**Data supplied**.

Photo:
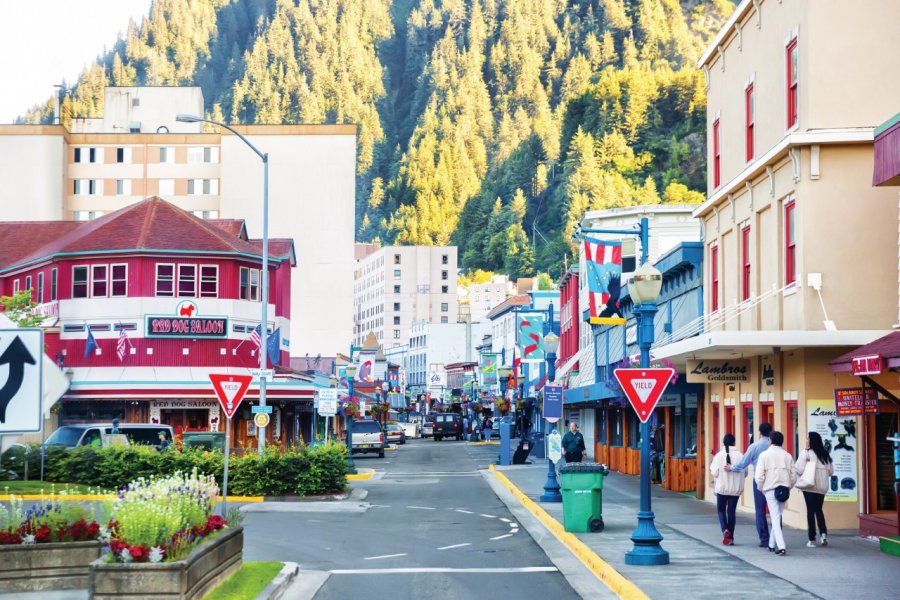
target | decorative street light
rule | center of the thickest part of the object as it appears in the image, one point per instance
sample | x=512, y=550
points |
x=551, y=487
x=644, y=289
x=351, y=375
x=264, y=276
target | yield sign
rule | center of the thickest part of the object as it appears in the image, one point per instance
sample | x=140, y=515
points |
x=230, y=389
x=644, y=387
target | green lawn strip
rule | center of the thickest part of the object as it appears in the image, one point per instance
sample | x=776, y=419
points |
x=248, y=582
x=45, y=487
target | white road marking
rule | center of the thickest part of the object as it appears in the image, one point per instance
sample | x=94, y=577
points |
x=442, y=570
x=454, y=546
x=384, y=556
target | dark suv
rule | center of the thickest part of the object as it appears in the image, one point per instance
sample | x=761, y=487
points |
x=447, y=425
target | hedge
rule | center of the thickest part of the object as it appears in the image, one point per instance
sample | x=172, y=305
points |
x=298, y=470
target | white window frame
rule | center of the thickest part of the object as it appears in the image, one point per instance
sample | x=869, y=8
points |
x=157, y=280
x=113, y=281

**Your goal**. Transcribe the stretch of the records above from their first line through the line containing "x=264, y=276", including both ends. Leave the pictures out of the transcription.

**Response for this exercise**.
Photo:
target | decorative street light
rule | center of the thickest part of the object as it appears in the image, one point per instance
sample | x=512, y=550
points |
x=551, y=487
x=644, y=289
x=351, y=375
x=264, y=276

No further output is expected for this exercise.